*PAGE EXTRACT*.

As the long article you linked alludes to, the profession of being a cantor is not what it used to be - most people are cantorial soloists, not fully ordained cantors. These days it probably is more like a music director, who leads the choir (if there is one) and congregation in the different prayers.

 

A true cantor in the old tradition was a religious leader on par with being a rabbi. But in addition to having complete knowledge of Judaism, you had to be trained to a) have an amazing voice, B) know all the tunes and "trope" (musical symbols and patterns) for each holiday and portion of the service, and c) be able to improvise. The cantor's job was to elevate the congregation's spiritual experience, to actual bring his listeners to a state of ecstasy and closer communion with God.

 

Of course none of these demands are explored in the movie, because everything just comes easy to Neil Diamond. The higher stakes of the 1927 "The Jazz Singer" are discussed in this thread, but there are also other examples in the "conflicted cantor" genre that sound like they're probably more dramatic than the 1980 film.

 

The 1937 Yiddish film The Cantor's Son, "marks the screen debut of singer and cantor Moishe Oysher. In his book on Yiddish cinema Bridge of Light, critic J. Hoberman calls The Cantor’s Son an "anti-Jazz Singer," further remarking that the film's story parallels Oysher's own struggle to reconcile his cantorial calling with a career in show business. Like his film character, Oysher, born in Bessarabia the son and grandson of cantors, was both a matinee idol and a celebrated cantor." The conflict revolves around whether Oysher is going to stay in America or return to his European homeland.

http://www.jewishfilm.org/Catalogue/films/CantorsSon.htm

 

Oysher also starred in the 1940 Yiddish film Overture to Glory, in which he plays a character based on the real-life "Cantor from Vilna", Yoel David Loewenstein (1816-1850). Loewenstein was a prodigy whose voice was first noticed when he was only 11, and was then called upon to take over from his father, who died when the boy was only 14. One of the requirements to become a cantor was to be married and have a household; one had to become a Balebes (Yiddish for household owner) or a Balebessl – a small household owner. Since he was a sought-after cantor at such an early age, that meant he had to get married at age fourteen.

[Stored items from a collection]
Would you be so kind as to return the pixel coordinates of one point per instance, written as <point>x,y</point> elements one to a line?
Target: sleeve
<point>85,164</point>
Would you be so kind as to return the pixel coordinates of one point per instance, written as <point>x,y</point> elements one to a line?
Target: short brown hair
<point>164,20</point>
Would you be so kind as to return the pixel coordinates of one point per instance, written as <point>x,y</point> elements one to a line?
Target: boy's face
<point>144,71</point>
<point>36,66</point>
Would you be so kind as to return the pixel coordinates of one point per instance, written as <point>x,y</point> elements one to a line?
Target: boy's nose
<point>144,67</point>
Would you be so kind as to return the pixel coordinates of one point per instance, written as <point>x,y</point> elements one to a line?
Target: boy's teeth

*YOUR INSTRUCTIONS*. In the post about cantors, what does the Yiddish word "Balebes" mean?

*TASK SOLUTION*. Household owner.